#### Data provided

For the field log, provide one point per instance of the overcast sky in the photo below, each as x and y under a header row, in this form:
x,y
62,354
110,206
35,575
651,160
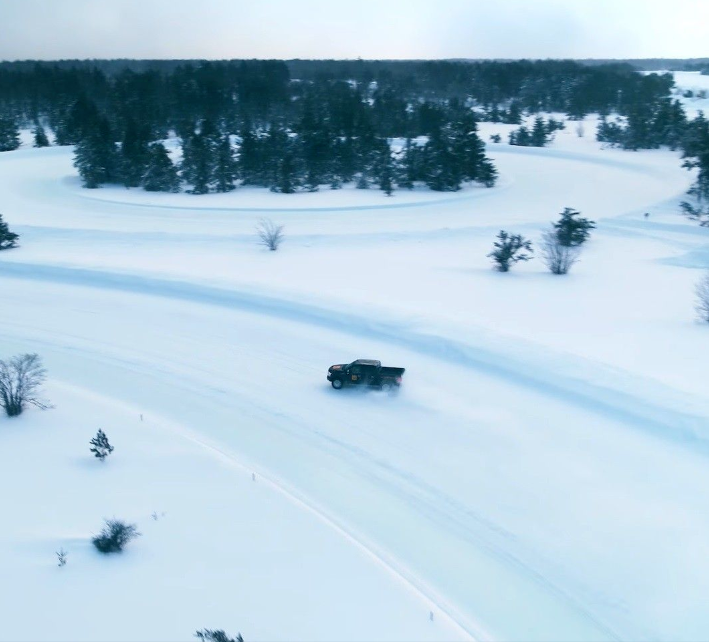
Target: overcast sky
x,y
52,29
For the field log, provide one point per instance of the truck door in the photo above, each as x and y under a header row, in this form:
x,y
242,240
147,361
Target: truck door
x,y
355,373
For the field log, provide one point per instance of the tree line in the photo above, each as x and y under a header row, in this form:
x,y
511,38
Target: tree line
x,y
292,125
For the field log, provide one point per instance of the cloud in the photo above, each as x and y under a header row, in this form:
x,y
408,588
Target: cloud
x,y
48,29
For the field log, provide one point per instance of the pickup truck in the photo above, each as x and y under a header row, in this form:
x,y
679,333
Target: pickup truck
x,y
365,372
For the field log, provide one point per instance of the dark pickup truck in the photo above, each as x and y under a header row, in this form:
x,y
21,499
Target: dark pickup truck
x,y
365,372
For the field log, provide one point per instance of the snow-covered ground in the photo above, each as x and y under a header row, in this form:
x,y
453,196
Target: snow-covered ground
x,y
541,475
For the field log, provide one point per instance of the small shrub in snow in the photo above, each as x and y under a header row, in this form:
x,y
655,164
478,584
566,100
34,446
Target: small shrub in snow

########
#### Data provided

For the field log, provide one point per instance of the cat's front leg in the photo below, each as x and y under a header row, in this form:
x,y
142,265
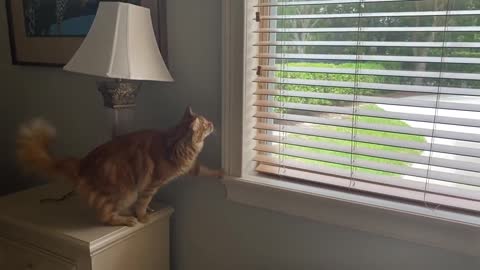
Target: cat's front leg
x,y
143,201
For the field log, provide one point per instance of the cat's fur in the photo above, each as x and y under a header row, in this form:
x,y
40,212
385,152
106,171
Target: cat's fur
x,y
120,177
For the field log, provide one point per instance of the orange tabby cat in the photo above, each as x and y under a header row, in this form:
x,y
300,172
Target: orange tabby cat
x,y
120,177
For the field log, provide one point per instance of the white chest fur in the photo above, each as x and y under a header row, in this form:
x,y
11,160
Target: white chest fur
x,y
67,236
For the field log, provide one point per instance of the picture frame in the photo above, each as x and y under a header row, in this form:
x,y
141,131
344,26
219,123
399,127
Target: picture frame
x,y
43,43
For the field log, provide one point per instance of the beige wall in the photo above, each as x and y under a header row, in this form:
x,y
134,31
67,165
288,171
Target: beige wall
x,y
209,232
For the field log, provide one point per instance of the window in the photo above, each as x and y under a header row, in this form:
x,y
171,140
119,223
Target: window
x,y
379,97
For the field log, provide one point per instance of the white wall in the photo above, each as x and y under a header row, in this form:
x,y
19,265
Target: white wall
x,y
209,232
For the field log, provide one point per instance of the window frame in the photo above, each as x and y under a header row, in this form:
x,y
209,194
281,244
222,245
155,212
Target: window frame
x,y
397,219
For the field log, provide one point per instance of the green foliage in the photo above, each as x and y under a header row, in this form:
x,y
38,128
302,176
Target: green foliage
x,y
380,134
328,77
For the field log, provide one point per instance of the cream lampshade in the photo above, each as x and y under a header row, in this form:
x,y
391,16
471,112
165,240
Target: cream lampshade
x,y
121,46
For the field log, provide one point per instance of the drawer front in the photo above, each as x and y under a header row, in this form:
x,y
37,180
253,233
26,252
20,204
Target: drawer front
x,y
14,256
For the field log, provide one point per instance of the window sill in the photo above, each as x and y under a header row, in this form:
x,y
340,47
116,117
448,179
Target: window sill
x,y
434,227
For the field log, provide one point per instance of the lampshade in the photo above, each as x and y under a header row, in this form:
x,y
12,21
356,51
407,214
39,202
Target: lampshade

########

▶ _What you should do_:
Copy out each line of the data containing the string "below".

▶ _Solution to this problem_:
For the field log, provide one point per instance of the overcast sky in the photo below, each as x and y under a header row, in this form:
For the field log, provide one point per instance of the cat's front leg in the photo below, each as x and y under a header row, in this form:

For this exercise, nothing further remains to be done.